Arena is an experimental package provided by the Go standard library, proposed in #51317, aimed at providing a user-controlled method for memory allocation and deallocation at a finer granularity to improve GC control.
The arena implementation provides an Arena object, which users can use for memory allocation and manual memory deallocation. Once this package stabilizes, Go applications and libraries can adaptively adjust to further improve GC.
One use case for the arena is: suppose there is a tree data structure where each node is a heap object. The Arena can be used to allocate each node object, and when the entire tree structure is no longer needed, all node objects can be released at once through the Arena's free interface (since they are allocated continuously from the same Arena, the memory space for all node objects is contiguous, making deallocation relatively fast).
Not wanting to draw diagrams or being good at lengthy textual descriptions, I will analyze it using code with comments in a slightly rigid manner below.
Arena Usage Example#
The minimum Go version to use the arena is 1.20, and GOEXPERIMENT needs to be enabled.
$ go env -w GOEXPERIMENT='arenas'
Let's write a test to see how to use the arena package and some precautions.
func Test_arena(t *testing.T) {
ar := arena.NewArena() // Create an arena object
// Use arena.MakeSlice to create a slice providing len and cap
// Similar to the native makeslice
s1 := arena.MakeSlice[int](ar, 0, 8)
s1 = append(s1, 1, 2, 3, 4, 5)
t.Log(s1) // [1 2 3 4 5]
// Use arena.Clone to clone an object
s2 := []string{"🐱", "🐭"}
s3 := arena.Clone(s2)
t.Log(s3) // [🐱 🐭]
// Use arena.New to create an object similar to the native new, returning *T
s4 := arena.New[map[int]int](ar)
t.Log((*s4)[0]) // 0
// If this append is not added, accessing s1 after Free will crash
// Because here the append exceeds cap and actually uses growslice
// So s1 becomes memory allocated by native mallocgc and is no longer managed by the arena
s1 = append(s1, 6, 7, 8, 9)
// Use Free to release all memory space allocated by the arena
ar.Free()
// Since growslice now has s1 unrelated to ar, accessing it will not crash
t.Log(s1)
// Since ar has been released, the original memory area is set to be inaccessible (refer to the implementation source code later), this will crash
// accessed data from freed user arena 0xc0047fffc0
// fatal error: fault
// [signal SIGSEGV: segmentation violation code=0x2 addr=0xc004000000 pc=0x1133494]
t.Log(((*s4)[0]))
}
Arena Implementation Source Code Analysis#
When reading the code, I tend to first envision a usage scenario and then read the corresponding implementation according to the flow:
- First create an arena
- The arena first requests space (each time requesting a segment of space)
- The arena allocates object 1, allocates object 2 ... until space runs out
- Request space again to allocate new objects
- Release the arena (in most cases, there should be caching here)
- Create another arena or request space again (may take some things from the cache)

**Data section**.
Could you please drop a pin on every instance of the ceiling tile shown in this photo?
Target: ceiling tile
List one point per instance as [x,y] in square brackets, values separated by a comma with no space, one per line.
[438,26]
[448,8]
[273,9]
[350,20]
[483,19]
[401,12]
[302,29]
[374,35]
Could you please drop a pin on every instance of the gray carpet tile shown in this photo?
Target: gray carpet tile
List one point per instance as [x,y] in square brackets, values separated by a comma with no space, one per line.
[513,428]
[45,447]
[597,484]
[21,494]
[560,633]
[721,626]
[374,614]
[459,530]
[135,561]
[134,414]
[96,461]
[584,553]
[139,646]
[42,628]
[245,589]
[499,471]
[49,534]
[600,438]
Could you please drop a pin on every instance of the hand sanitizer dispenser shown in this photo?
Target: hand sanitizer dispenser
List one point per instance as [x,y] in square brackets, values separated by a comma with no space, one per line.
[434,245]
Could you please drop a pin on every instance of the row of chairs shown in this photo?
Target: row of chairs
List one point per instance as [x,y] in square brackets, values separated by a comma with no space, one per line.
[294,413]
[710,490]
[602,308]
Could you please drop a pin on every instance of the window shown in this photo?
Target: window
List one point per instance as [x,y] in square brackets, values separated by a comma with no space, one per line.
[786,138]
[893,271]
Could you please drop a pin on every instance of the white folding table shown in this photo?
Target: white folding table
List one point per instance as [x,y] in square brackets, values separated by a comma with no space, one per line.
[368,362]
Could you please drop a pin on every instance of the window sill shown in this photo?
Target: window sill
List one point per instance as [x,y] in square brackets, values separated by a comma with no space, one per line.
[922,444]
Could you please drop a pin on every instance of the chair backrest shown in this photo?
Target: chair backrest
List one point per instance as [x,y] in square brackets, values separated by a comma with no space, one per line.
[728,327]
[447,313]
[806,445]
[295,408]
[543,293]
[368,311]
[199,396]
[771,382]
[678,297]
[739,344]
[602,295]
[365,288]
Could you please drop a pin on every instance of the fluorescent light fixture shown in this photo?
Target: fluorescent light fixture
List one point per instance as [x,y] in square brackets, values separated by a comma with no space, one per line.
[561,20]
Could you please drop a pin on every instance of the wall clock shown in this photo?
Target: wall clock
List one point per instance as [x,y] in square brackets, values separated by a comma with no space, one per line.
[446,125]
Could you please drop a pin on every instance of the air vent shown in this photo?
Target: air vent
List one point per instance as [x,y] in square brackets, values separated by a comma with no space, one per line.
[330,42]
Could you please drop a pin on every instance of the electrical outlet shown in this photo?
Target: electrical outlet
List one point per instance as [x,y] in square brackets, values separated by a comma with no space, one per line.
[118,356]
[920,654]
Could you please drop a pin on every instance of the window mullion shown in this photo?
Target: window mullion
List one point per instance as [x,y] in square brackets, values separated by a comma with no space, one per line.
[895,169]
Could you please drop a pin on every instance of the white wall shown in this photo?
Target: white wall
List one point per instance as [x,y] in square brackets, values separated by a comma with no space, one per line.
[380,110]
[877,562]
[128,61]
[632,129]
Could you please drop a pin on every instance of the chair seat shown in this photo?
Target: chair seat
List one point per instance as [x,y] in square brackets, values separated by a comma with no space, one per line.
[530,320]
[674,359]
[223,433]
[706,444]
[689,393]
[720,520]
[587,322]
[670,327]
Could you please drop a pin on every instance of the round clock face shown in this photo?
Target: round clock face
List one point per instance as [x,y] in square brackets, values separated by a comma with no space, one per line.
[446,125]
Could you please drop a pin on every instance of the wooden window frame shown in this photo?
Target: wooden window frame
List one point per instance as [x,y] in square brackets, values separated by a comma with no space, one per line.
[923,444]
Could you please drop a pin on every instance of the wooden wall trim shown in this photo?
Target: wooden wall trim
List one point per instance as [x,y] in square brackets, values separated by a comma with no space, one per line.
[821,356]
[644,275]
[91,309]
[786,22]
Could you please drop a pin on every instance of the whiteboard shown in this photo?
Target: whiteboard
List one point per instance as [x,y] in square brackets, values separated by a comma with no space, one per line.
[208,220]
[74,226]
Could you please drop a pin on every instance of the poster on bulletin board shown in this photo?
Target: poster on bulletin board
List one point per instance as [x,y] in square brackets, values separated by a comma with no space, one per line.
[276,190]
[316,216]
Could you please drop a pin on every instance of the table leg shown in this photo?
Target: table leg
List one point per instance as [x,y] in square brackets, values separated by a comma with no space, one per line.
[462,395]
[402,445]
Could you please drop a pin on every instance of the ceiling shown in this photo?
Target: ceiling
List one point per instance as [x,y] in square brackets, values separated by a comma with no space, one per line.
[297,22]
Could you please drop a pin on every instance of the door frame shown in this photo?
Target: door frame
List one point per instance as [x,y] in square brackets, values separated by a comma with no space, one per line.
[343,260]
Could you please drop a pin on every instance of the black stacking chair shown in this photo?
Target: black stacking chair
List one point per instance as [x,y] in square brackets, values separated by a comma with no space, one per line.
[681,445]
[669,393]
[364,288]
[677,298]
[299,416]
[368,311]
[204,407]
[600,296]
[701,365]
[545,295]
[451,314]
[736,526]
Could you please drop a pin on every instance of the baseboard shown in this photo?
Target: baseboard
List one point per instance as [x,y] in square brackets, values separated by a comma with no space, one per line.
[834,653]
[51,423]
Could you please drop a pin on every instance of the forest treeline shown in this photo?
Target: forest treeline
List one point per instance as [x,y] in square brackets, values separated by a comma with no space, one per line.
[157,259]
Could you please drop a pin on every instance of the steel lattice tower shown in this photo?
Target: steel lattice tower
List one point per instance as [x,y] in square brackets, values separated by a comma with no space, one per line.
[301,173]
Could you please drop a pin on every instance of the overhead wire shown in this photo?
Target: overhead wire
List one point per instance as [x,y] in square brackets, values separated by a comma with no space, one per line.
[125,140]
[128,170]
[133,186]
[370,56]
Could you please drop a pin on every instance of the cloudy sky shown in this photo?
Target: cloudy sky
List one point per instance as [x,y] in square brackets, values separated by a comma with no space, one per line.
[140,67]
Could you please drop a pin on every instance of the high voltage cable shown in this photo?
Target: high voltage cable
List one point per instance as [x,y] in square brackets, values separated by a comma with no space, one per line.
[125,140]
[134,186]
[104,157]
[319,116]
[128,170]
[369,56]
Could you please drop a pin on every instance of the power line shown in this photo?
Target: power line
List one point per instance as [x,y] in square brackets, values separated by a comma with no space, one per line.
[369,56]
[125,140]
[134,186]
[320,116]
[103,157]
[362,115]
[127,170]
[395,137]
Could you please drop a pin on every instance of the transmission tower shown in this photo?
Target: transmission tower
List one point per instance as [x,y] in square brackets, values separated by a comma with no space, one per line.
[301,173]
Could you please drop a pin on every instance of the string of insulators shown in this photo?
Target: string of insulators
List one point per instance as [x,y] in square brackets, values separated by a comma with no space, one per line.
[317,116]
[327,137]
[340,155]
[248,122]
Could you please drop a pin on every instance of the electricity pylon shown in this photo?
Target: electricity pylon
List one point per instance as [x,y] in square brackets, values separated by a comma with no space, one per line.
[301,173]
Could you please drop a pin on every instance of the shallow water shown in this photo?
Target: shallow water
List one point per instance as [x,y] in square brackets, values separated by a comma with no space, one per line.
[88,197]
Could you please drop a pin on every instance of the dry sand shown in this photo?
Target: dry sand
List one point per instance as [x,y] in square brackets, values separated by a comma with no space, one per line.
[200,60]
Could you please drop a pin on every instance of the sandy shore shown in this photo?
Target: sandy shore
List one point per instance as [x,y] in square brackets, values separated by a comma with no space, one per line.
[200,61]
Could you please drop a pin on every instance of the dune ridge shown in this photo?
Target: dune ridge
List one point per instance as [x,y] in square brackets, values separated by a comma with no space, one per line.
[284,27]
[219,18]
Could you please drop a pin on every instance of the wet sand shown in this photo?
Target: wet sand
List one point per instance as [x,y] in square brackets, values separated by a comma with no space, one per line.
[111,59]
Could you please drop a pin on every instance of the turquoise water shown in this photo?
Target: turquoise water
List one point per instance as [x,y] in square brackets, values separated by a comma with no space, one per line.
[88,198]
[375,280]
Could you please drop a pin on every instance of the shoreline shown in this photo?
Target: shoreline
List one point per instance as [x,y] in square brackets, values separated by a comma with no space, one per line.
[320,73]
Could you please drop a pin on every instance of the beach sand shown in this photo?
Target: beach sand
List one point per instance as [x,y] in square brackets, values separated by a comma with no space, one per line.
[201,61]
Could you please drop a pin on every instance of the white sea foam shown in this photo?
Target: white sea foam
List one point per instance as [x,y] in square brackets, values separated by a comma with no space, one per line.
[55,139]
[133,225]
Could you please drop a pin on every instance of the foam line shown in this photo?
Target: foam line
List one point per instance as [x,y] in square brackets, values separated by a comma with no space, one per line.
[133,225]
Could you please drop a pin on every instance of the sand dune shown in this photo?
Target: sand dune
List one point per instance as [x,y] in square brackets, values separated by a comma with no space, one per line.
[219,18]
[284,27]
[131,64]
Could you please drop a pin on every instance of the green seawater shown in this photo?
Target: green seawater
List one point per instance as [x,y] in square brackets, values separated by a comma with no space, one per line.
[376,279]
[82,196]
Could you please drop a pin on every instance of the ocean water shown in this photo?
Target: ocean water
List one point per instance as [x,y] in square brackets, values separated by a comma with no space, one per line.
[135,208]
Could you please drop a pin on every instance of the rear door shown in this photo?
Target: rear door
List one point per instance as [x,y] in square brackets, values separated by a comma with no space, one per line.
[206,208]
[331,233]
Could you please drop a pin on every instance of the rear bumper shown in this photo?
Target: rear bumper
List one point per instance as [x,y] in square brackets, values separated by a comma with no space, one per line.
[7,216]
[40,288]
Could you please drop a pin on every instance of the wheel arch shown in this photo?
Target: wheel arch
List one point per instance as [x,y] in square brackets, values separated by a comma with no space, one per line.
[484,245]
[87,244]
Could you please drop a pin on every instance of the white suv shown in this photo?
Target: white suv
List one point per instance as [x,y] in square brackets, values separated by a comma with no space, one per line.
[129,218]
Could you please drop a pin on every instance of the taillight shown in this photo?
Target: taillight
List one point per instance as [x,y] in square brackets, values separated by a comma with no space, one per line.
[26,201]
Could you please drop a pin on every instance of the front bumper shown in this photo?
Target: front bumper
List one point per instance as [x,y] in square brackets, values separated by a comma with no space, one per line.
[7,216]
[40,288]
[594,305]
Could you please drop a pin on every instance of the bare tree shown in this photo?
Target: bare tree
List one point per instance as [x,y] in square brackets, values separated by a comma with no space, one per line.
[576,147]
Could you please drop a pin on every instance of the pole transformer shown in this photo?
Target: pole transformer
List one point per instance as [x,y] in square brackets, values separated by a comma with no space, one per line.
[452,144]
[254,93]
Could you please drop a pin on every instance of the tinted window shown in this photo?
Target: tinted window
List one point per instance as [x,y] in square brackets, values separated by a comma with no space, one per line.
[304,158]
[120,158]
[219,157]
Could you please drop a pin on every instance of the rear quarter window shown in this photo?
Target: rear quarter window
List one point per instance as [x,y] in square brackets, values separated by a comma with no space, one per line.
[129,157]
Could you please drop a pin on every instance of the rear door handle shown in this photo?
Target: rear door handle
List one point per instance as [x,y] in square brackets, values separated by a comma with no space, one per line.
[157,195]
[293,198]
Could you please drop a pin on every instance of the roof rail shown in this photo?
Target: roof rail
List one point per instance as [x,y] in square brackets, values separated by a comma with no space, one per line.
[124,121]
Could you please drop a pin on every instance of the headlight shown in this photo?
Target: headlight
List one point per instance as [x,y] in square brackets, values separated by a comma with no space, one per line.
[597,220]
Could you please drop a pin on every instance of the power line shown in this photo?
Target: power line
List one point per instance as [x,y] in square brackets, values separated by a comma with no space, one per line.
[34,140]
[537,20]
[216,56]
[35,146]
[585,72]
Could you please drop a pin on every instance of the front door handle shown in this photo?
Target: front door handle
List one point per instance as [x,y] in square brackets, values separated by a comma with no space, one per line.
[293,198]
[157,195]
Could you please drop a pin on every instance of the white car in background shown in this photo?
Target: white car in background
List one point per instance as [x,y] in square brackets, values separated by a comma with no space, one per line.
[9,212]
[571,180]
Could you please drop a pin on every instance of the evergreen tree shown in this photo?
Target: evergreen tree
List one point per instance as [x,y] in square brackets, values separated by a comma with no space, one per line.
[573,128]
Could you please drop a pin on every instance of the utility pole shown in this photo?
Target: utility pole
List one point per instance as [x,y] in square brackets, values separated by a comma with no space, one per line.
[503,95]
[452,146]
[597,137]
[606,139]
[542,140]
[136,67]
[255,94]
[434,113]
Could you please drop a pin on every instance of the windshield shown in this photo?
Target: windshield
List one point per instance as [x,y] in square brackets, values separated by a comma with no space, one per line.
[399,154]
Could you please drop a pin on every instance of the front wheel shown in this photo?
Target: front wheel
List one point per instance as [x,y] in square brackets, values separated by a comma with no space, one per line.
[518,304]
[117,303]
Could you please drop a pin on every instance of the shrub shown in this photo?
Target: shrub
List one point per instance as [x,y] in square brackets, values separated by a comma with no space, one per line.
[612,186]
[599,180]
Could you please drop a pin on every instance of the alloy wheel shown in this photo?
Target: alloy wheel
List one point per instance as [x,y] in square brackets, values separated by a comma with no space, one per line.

**Aim of the exercise**.
Write out the text on the Go arena package word for word, starting at "One use case" and ending at "and some precautions.". The rows come from a separate source.

**Result**.
One use case for the arena is: suppose there is a tree data structure where each node is a heap object. The Arena can be used to allocate each node object, and when the entire tree structure is no longer needed, all node objects can be released at once through the Arena's free interface (since they are allocated continuously from the same Arena, the memory space for all node objects is contiguous, making deallocation relatively fast).
Not wanting to draw diagrams or being good at lengthy textual descriptions, I will analyze it using code with comments in a slightly rigid manner below.
Arena Usage Example#
The minimum Go version to use the arena is 1.20, and GOEXPERIMENT needs to be enabled.
$ go env -w GOEXPERIMENT='arenas'
Let's write a test to see how to use the arena package and some precautions.